• Excerpt provided
BEGIN

|Mcgill, Jodi - Kansas State University|
|Kelly, Sean - Iowa State University|
|Kumar, Pankaj - Kansas State University|
|Speckhart, Savannah - Kansas State University|
|Haughney, Shannon - Iowa State University|
|Henningson, Jamie - Kansas State University|
|Narasimhan, Balaji - Iowa State University|
Submitted to: Nature Scientific Reports
Publication Type: Peer Reviewed Journal
Publication Acceptance Date: 11/1/2017
Publication Date: 2/14/2018
Citation: McGill, J.L., Kelly, S.M., Kumar, P., Speckhart, S., Haughney, S.L., Henningson, J., Narasimhan, B., Sacco, R.E. 2018. Efficacy of mucosal, polyanhydride nanovaccine against respiratory syncytial virus infection in the neonatal calf. Nature Scientific Reports. 8(1):3021. https://doi.org/10.1038/s41598-018-21292-2.
DOI: https://doi.org/10.1038/s41598-018-21292-2 Interpretive Summary: In this manuscript, we have developed and tested a new vaccine for a respiratory virus in calves. The disease in calves closely mimics that in humans with a related respiratory virus, so the studies conducted provide data that will also be useful in developing a new vaccine for use in humans. The vaccine developed uses a new method for delivery of proteins from the virus. The proteins are enclosed in small particles that can be delivered into the nasal passages. Our work shows that the vaccine induced an appropriate immune response and provided significant protection to the calves following exposure to the live virus. This work will be of interest to those studying respiratory infections and those developing new vaccines against these infections.

END

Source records
BEGIN

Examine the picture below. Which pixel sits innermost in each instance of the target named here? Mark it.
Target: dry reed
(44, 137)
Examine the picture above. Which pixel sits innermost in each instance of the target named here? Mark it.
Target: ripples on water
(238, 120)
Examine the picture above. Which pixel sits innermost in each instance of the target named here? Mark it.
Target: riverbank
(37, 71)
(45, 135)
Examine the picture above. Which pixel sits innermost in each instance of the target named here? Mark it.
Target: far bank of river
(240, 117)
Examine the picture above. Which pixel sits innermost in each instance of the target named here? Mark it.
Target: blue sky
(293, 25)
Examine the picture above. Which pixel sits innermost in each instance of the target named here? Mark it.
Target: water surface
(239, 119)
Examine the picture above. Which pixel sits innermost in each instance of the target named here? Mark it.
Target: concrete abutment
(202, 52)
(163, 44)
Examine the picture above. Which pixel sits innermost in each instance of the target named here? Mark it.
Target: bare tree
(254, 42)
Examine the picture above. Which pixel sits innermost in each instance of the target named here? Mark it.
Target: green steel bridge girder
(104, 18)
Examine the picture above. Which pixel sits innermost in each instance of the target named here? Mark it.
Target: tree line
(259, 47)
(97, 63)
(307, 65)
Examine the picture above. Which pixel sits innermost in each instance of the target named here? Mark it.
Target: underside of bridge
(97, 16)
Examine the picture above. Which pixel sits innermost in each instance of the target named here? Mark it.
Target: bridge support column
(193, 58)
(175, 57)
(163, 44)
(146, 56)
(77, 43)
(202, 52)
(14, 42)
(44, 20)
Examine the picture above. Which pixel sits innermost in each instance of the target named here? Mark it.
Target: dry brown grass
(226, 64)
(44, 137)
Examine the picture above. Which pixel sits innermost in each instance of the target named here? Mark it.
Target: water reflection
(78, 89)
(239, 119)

END

• Try it
In the publication record on the calf respiratory vaccine, rewrite the part that opens with the words containing "DOI: https://doi.org/10.1038/s41598-018-21292-2 Interpretive" and closes with "against these infections.", changing "nasal passages" to "nasal cavity".

• Solution to this task
DOI: https://doi.org/10.1038/s41598-018-21292-2 Interpretive Summary: In this manuscript, we have developed and tested a new vaccine for a respiratory virus in calves. The disease in calves closely mimics that in humans with a related respiratory virus, so the studies conducted provide data that will also be useful in developing a new vaccine for use in humans. The vaccine developed uses a new method for delivery of proteins from the virus. The proteins are enclosed in small particles that can be delivered into the nasal cavity. Our work shows that the vaccine induced an appropriate immune response and provided significant protection to the calves following exposure to the live virus. This work will be of interest to those studying respiratory infections and those developing new vaccines against these infections.